→ **Texto para leitura**:
Na direção temos Ridley Scott, um diretor super aclamado mas que na verdade se você for olhar a carreira dele, é impressionante a quantidade de filmes ruins que ele fez, na minha opinião apenas quatro filmes dele são realmente bons (sem contar esse). Aqui ele se arrisca em fazer algo que ele já fez e fez bem: um épico medieval sobre batalha, ele tinha feito o primeiro na Roma Antiga e agora faz na França do Século XIV, mas ele subverte esse épico da batalha em algo mais, uma verdadeira crítica à história da humanidade, uma crítica ao quanto o homem é obcecado pela superioridade e pela reputação, mostrada muito bem pelos dois protagonistas masculinos do filme. Ele também é muito bom em dar o tom épico ao filme, ninguém faz um clímax tão bom quanto o Ridley quando ele tem vontade e paixão pelo filme, só olhar "Blade Runner" e "Gladiador", aqui também é assim, o final do filme é épico, mas como esse parágrafo já tá longo, vou falar sobre em um dos próximos.

O filme acompanha três visões diferentes de uma mesma história: a visão de Jean De Carrouges (Matt Damon), um homem narcisista e filhinho da mamãe, Jacques Le Gris (Adam Driver), um estuprador mentiroso e Marguerite De Carrouges (Jodie Comer), a única e verdadeira vítima dessa história, as três visões são muito bem equilibradas e manipuladas por Ridley. No primeiro capítulo vemos a verdade de Jean De Carrouges vemos uma visão romantizada de seu relacionamento com Marguerite, mostrando ele como um homem que sofre por ser sempre ferrado pelo rei, tendo suas futuras terras confiscadas pelo governo, perdendo sempre processos e sendo traído pelo seu ex-melhor amigo. Sinceramente o primeiro capítulo é a pior parte do filme, pois é meio sem graça, não cativa, não engrena, sempre fica na mesmice de sempre de problemas cotidianos difíceis de entender a uma primeira vista, até que no final engrena e vem sendo uma baita história ao longo do desenvolvimento dos próximos capítulos.

No segundo capítulo vemos a verdade de Jacques Le Gris, onde vemos ele como um homem usado como um peão pelo rei, sempre sendo manipulado por chantagens e sendo obrigado a fazer tudo o que o rei manda (inclusive participar de suas orgias com garotas de programa onde havia adultério). Nessa parte vemos que Le Gris se achava apenas um homem romântico que se apaixona pela esposa do (ex)amigo pois vê nela um valor que não era visto por Jean De Carrouges (essa última parte até que é verdade), mas demonstra esse amor de uma forma não tão amorosa e olha que até na visão do estuprador, o Ridley não esconde que foi estupro, tem uma cena gráfica, onde mostra o desespero da vítima enquanto mostra uma sensação de satisfação nojenta na cara do culpado, é uma cena pesada, difícil de assistir, muito bem dirigida para dar essa sensação de que estamos vendo um ato tão repugnante em tela.

→ **Tarefa pedida**: Transcreva da resenha do filme, sem nenhuma alteração, o trecho que vai de "No segundo capítulo" até "repugnante em tela.".

→ **Material fornecido**:
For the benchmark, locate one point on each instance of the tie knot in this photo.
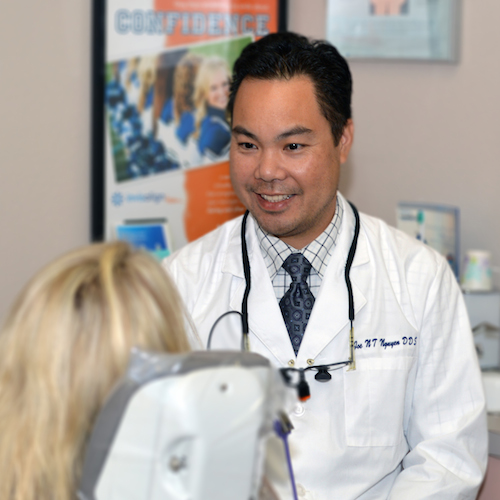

→ **Resposta escrita**:
No segundo capítulo vemos a verdade de Jacques Le Gris, onde vemos ele como um homem usado como um peão pelo rei, sempre sendo manipulado por chantagens e sendo obrigado a fazer tudo o que o rei manda (inclusive participar de suas orgias com garotas de programa onde havia adultério). Nessa parte vemos que Le Gris se achava apenas um homem romântico que se apaixona pela esposa do (ex)amigo pois vê nela um valor que não era visto por Jean De Carrouges (essa última parte até que é verdade), mas demonstra esse amor de uma forma não tão amorosa e olha que até na visão do estuprador, o Ridley não esconde que foi estupro, tem uma cena gráfica, onde mostra o desespero da vítima enquanto mostra uma sensação de satisfação nojenta na cara do culpado, é uma cena pesada, difícil de assistir, muito bem dirigida para dar essa sensação de que estamos vendo um ato tão repugnante em tela.